- Born: 13 October 1952 Ribatejo Province, Portugal
- Occupation(s): Business executive, nonprofit executive, and city councillor
- Known for: Work related to communications and Corporate Social Responsibility
- Children: Two daughters

= Maria da Conceição Zagalo =

Portuguese business and nonprofit executive and city councillor (born 1952)

Maria da Conceição Zagalo (born 1952) was a leading Portuguese business executive, who plays an important role in promoting Corporate Social Responsibility, executive volunteering, women's leadership and youth leadership development in Portugal. Between 2017 and 2020 she was also a Lisbon City councillor.
==Career==
Maria da Conceição Barroso da Cunha Gameiro Zagalo was born on 13 October 1952, in what was then the Ribatejo Province of Portugal. She studied in primary school in her home town of Riachos and in secondary school at Torres Novas. She did not go to university. She started working for IBM in Portugal in 1973, holding administrative functions there until 1987. After a spell in marketing, Zagalo became responsible for media and public relations with the same company, being appointed director of communications and external programmes in 1998. In 2009 she was also appointed head of marketing. She was a member of the board of directors of IBM Portugal, between 2000 and April 2011, when she left IBM. While working with IBM she also taught at the Instituto Superior de Línguas e Administração (ISLA).

Representing IBM, Zagalo became a founding member in 2000 of Grupo de Reflexão e Apoio à Cidadania Empresarial (Reflection and Support Group for Corporate Citizenship – GRACE), which promotes Corporate Social Responsibility (CSR) and which has a project to promote volunteering by Portuguese executives. She became the president of the board of GRACE and Portugal's representative on the board of CSR Europe. In April 2010, she was appointed president of the general assembly of the Portuguese Business Communication Association (APCE) and received the APCE Lifetime Achievement Award in 2011. She has worked closely with Acredita Portugal, an association that promotes entrepreneurship.

DATASET CONTENT:
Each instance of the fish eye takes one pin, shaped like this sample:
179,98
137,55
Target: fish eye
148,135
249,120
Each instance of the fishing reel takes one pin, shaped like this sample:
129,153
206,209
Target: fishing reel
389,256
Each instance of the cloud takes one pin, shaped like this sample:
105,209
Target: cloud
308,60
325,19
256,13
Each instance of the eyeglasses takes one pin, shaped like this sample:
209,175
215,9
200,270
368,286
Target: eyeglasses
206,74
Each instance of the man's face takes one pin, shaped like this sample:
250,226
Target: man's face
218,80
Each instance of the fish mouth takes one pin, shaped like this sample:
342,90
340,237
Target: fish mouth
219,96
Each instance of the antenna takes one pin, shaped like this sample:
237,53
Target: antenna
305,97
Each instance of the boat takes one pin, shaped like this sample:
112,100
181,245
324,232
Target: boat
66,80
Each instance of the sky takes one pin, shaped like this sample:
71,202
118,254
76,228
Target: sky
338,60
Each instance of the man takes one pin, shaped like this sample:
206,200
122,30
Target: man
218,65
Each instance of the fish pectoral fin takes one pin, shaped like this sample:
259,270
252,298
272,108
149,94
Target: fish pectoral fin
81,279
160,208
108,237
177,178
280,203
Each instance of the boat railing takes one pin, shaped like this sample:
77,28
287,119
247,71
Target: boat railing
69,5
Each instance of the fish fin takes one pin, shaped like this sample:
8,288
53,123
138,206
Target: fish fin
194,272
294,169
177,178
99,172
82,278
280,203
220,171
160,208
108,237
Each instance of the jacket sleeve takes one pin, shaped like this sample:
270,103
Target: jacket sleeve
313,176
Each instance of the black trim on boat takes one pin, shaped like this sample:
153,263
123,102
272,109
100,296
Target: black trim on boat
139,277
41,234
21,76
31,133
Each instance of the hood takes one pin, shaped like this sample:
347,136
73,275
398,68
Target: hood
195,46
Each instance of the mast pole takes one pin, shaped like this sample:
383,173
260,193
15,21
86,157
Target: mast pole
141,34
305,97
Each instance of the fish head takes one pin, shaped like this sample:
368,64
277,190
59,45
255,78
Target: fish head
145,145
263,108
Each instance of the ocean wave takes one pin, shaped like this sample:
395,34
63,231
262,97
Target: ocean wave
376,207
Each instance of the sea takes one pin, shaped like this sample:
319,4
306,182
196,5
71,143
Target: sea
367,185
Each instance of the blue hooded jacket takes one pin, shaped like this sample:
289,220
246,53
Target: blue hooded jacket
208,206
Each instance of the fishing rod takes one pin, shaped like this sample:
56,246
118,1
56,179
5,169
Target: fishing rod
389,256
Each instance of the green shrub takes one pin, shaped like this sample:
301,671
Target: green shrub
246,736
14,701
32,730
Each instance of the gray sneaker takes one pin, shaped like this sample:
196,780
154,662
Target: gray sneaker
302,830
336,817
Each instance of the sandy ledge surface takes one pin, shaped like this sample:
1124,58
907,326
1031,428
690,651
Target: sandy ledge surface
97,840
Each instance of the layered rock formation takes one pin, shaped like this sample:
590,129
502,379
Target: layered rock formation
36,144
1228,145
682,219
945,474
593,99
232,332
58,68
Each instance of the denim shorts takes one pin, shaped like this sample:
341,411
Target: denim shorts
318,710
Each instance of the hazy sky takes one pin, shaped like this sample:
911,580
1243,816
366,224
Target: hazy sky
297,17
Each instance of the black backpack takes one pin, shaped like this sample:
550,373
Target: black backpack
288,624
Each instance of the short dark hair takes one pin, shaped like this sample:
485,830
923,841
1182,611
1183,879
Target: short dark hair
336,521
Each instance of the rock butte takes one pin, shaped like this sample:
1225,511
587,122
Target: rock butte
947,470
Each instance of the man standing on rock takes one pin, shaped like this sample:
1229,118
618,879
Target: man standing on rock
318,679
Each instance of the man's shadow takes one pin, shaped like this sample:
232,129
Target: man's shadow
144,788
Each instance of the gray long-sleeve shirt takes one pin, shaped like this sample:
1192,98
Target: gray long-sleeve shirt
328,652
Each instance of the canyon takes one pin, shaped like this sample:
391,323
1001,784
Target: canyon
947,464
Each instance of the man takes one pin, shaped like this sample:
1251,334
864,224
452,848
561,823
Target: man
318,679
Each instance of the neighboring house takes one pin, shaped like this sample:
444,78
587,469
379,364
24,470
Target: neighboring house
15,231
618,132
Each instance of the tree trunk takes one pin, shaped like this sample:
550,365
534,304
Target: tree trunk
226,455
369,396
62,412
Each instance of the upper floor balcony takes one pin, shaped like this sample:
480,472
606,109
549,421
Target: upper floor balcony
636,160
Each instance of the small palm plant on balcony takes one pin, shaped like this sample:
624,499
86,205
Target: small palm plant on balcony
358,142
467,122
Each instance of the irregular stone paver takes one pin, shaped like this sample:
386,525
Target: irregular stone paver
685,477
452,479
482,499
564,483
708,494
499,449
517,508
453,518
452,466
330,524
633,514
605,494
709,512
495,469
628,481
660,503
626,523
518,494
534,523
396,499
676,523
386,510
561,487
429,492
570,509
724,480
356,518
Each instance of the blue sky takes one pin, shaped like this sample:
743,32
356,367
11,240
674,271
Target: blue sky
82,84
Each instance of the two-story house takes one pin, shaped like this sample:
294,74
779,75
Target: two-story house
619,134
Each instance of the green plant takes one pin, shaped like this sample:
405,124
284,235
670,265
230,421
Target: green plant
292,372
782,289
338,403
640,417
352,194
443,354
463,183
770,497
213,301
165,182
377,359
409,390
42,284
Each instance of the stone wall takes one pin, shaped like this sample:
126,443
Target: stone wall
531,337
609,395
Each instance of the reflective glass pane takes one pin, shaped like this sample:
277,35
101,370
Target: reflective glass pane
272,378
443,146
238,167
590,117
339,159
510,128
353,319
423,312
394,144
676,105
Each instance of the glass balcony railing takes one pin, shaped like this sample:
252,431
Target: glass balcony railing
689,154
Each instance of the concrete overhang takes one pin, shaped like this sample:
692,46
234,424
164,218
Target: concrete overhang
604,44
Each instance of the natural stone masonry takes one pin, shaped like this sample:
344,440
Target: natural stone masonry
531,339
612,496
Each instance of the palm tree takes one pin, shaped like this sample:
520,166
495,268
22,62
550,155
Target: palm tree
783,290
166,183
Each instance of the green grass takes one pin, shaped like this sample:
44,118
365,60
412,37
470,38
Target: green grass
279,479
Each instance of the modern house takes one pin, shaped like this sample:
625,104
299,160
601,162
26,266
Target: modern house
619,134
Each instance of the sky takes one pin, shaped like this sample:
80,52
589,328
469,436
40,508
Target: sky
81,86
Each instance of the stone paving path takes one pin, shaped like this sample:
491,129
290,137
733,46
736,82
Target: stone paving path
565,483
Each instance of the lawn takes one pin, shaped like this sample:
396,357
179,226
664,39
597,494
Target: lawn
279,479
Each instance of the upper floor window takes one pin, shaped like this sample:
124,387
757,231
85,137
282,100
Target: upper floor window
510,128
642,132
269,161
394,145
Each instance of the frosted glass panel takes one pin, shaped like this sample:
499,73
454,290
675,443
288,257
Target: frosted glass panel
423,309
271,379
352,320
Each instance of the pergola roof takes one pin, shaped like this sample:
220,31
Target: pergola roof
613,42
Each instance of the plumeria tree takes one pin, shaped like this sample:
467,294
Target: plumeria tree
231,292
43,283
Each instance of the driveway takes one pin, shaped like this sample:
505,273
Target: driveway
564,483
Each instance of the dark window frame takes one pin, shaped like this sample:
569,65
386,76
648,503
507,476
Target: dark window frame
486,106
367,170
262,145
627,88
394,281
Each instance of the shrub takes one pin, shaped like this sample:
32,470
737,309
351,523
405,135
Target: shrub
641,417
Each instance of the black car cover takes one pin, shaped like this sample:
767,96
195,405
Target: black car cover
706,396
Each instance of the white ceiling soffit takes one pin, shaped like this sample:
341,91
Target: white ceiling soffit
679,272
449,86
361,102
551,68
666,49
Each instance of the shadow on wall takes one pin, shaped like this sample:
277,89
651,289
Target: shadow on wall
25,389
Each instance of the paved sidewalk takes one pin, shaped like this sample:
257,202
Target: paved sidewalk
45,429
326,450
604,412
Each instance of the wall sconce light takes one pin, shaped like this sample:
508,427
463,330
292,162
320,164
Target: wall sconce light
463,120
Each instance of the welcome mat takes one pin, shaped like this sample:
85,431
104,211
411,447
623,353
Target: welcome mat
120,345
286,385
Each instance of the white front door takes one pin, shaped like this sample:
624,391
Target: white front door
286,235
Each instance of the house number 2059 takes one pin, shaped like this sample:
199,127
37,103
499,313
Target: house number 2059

AIM OF THE EXERCISE:
Decide whether each statement agrees with the text about Maria da Conceição Zagalo, answering yes or no and quoting the words of the text that settle it. 1. Zagalo attended university. 2. Zagalo began working for IBM in Portugal in 1973. 3. Zagalo served as a Lisbon City councillor between 2017 and 2020.

WRITTEN REPLY:
1. No: "She did not go to university."
2. Yes: "She started working for IBM in Portugal in 1973"
3. Yes: "Between 2017 and 2020 she was also a Lisbon City councillor."